§ **Task to carry out**
The data below needs to be returned exactly, line for line.

§ **Given data**
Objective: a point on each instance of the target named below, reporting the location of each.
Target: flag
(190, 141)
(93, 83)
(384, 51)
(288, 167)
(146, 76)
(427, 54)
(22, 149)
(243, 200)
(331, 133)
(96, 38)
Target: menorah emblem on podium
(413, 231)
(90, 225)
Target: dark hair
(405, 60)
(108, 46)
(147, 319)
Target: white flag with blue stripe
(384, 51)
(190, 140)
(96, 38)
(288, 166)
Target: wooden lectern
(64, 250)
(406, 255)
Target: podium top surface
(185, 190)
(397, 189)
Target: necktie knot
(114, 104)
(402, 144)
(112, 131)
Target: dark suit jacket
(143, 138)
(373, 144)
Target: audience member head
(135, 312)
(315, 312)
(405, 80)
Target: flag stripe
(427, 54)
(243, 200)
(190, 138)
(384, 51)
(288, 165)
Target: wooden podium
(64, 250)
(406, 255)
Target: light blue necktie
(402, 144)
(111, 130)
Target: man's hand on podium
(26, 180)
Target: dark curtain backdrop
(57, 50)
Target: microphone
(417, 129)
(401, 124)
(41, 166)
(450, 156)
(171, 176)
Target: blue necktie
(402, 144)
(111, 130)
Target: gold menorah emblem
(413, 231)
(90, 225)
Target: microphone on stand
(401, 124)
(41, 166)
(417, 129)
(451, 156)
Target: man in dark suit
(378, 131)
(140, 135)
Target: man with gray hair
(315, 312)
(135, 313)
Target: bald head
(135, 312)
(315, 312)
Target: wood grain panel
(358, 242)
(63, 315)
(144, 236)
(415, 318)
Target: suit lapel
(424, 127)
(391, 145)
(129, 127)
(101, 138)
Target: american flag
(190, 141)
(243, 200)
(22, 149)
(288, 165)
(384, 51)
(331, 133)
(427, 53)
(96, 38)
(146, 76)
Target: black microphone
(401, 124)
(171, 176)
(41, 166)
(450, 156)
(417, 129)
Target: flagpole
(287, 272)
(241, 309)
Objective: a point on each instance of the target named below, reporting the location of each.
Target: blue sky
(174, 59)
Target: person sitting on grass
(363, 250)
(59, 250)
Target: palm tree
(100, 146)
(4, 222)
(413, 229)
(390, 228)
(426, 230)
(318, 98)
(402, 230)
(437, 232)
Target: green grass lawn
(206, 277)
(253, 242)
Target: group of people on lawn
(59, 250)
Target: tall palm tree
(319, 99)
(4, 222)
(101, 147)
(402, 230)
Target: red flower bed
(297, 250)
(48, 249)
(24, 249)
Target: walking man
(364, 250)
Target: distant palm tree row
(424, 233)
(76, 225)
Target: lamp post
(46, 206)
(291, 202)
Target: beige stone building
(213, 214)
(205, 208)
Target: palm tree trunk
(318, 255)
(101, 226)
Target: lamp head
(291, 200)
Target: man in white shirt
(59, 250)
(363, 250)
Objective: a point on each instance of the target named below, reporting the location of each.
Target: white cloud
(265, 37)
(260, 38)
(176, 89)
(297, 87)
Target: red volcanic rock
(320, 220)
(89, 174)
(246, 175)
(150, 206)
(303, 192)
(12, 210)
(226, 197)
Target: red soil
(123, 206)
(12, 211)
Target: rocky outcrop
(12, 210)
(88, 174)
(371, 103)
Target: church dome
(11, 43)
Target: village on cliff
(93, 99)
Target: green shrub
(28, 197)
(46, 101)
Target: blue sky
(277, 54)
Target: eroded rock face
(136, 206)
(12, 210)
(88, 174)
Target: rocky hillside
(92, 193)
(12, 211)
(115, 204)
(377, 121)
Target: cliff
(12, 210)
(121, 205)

§ **Solution for this exercise**
Objective: a point on each instance of the target named below, reporting the location of each.
Target: flag
(190, 141)
(93, 83)
(384, 51)
(288, 167)
(146, 76)
(427, 54)
(22, 149)
(243, 200)
(331, 133)
(96, 38)
Target: menorah emblem on podium
(413, 231)
(90, 225)
Target: dark hair
(405, 60)
(108, 46)
(147, 319)
Target: white flag with blue stripe
(384, 51)
(190, 140)
(96, 38)
(288, 166)
Target: wooden lectern
(64, 250)
(406, 255)
Target: podium top surface
(185, 190)
(397, 189)
Target: necktie knot
(114, 104)
(402, 144)
(112, 131)
Target: dark suit jacket
(143, 138)
(373, 144)
Target: audience member head
(135, 312)
(315, 312)
(405, 80)
Target: flag stripe
(427, 54)
(243, 200)
(190, 138)
(384, 51)
(288, 165)
Target: wooden podium
(64, 250)
(406, 255)
Target: light blue necktie
(402, 144)
(111, 130)
Target: man's hand on podium
(26, 180)
Target: dark curtain backdrop
(57, 50)
Target: microphone
(417, 129)
(401, 124)
(41, 166)
(450, 156)
(171, 176)
Target: blue necktie
(402, 144)
(111, 130)
Target: gold menorah emblem
(413, 231)
(90, 225)
Target: microphone on stand
(401, 124)
(41, 166)
(417, 129)
(451, 156)
Target: man in dark suit
(378, 131)
(140, 135)
Target: man with gray hair
(315, 312)
(135, 313)
Target: bald head
(135, 312)
(315, 312)
Target: wood grain panel
(358, 242)
(63, 315)
(144, 236)
(415, 318)
Target: suit lapel
(424, 127)
(391, 145)
(129, 127)
(101, 138)
Target: american flag
(190, 141)
(243, 200)
(22, 149)
(288, 165)
(384, 51)
(331, 133)
(427, 53)
(96, 38)
(146, 76)
Target: black microphone
(401, 124)
(171, 176)
(41, 166)
(450, 156)
(417, 129)
Target: flagpole
(287, 272)
(241, 309)
Objective: a point on each instance of the target named below, reporting the location of each.
Target: blue sky
(174, 59)
Target: person sitting on grass
(363, 250)
(59, 250)
Target: palm tree
(100, 146)
(4, 222)
(413, 229)
(390, 228)
(426, 230)
(318, 98)
(402, 230)
(437, 232)
Target: green grass lawn
(206, 277)
(253, 242)
Target: group of people on lawn
(59, 250)
Target: tall palm tree
(319, 99)
(4, 222)
(101, 147)
(402, 230)
Target: red flower bed
(297, 250)
(48, 249)
(24, 249)
Target: walking man
(364, 250)
Target: distant palm tree row
(424, 233)
(76, 225)
Target: lamp post
(46, 206)
(291, 202)
Target: beige stone building
(213, 214)
(205, 208)
Target: palm tree trunk
(318, 255)
(101, 226)
Target: lamp head
(291, 200)
Target: man in white shirt
(59, 250)
(363, 250)
Objective: a point on each instance of the target named below, reporting the location of each.
Target: white cloud
(265, 37)
(260, 38)
(176, 89)
(297, 87)
Target: red volcanic rock
(320, 220)
(89, 174)
(246, 175)
(150, 206)
(303, 192)
(12, 210)
(226, 197)
Target: red soil
(123, 206)
(12, 211)
Target: rocky outcrop
(12, 210)
(88, 174)
(371, 103)
Target: church dome
(11, 43)
Target: village on cliff
(93, 99)
Target: green shrub
(28, 197)
(46, 101)
Target: blue sky
(277, 54)
Target: eroded rock face
(136, 206)
(12, 210)
(88, 174)
Target: rocky hillside
(92, 193)
(12, 211)
(115, 204)
(377, 121)
Target: cliff
(12, 210)
(121, 205)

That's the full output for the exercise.